● **DATASET ENTRIES**
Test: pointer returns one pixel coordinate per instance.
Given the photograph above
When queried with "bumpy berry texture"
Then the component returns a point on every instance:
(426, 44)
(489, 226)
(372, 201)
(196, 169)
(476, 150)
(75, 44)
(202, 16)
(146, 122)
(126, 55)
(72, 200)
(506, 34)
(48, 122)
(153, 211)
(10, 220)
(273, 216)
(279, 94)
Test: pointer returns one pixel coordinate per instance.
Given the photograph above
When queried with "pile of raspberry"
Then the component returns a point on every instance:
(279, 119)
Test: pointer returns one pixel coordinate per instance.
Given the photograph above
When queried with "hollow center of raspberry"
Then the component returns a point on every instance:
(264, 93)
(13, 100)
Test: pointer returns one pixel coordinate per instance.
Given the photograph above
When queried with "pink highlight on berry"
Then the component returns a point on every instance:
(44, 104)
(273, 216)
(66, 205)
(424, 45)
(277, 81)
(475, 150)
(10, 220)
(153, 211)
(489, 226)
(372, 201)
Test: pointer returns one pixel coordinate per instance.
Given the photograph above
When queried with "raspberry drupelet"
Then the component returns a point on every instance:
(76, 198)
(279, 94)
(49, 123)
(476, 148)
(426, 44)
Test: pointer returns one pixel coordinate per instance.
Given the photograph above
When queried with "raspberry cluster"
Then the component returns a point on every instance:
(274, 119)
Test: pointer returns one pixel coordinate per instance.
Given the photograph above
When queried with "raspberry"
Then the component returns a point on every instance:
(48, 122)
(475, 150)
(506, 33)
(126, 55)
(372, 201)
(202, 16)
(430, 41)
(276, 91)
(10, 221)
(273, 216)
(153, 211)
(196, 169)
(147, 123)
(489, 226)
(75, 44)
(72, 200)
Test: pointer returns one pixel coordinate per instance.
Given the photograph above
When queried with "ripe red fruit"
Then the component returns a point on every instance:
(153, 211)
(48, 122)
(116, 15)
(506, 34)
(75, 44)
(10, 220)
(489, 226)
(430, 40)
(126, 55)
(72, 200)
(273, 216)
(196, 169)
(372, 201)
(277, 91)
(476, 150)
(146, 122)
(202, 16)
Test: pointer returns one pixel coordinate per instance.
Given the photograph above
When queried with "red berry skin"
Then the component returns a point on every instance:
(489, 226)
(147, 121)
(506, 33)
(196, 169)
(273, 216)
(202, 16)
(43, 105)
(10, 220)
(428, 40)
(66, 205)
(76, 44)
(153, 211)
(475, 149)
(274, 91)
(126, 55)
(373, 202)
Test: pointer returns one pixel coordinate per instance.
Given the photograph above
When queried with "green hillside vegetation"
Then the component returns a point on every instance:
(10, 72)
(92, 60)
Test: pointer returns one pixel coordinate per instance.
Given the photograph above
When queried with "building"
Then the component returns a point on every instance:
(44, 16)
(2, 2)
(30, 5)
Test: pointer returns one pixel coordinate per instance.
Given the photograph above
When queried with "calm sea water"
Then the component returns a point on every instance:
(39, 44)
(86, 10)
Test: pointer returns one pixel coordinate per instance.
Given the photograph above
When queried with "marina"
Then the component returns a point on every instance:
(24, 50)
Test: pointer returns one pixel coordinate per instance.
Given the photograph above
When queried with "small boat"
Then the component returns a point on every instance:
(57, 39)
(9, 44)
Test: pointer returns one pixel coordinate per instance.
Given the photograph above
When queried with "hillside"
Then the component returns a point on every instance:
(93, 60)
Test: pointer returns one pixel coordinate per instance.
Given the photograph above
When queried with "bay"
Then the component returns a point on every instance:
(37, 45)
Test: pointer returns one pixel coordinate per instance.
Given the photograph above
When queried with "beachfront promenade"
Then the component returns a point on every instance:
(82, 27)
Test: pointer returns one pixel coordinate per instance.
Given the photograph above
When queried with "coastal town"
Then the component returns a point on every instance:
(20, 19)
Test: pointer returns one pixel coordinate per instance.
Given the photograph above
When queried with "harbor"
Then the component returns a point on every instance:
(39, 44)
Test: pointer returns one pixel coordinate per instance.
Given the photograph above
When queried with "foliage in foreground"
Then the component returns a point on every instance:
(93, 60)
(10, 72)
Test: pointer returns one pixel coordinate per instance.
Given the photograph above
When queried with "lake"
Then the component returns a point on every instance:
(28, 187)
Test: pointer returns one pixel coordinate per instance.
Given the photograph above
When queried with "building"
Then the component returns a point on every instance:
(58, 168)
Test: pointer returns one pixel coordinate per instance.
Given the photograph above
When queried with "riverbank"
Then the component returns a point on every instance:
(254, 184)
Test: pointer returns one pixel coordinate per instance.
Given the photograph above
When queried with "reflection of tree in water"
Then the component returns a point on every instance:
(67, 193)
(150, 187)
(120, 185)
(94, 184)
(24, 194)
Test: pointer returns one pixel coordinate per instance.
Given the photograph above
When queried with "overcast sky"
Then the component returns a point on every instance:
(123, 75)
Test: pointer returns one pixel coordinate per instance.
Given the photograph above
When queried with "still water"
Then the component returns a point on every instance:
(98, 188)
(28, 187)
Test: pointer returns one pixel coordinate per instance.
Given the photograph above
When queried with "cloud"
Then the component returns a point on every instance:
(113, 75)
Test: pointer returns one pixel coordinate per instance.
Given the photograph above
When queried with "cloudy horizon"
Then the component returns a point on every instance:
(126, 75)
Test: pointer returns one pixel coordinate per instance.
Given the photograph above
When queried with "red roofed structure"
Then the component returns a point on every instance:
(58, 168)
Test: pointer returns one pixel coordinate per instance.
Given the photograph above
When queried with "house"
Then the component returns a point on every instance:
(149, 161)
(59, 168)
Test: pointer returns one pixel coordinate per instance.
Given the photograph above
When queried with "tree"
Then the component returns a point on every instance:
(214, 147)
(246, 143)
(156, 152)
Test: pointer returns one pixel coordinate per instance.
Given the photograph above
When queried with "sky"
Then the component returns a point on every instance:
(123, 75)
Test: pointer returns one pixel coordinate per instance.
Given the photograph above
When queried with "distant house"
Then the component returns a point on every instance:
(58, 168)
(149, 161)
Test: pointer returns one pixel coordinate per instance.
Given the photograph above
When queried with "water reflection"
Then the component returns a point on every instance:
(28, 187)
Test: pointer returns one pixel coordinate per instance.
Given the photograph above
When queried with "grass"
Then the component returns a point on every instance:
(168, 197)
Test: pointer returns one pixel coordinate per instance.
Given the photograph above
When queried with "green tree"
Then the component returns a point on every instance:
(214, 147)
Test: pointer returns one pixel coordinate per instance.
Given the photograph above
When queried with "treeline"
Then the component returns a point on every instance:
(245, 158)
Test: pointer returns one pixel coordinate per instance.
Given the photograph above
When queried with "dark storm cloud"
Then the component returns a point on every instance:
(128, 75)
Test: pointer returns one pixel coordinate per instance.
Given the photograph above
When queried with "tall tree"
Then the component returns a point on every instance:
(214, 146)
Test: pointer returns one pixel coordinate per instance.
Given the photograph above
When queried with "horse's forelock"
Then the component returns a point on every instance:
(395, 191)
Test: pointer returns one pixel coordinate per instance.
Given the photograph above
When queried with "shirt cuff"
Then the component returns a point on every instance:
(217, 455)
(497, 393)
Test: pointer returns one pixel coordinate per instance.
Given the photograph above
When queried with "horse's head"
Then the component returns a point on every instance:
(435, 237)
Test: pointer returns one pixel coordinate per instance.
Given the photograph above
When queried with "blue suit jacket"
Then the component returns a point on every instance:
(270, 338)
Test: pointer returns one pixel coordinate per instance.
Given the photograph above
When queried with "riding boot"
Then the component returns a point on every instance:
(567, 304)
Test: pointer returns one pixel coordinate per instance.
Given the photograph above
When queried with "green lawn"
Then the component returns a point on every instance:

● **WHAT TO WORK ON**
Show every line of the rows above that contains the string "reflection", with case counting.

● **OUTPUT FOR THIS TASK**
When queried with "reflection of tree in water"
When queried with "water reflection"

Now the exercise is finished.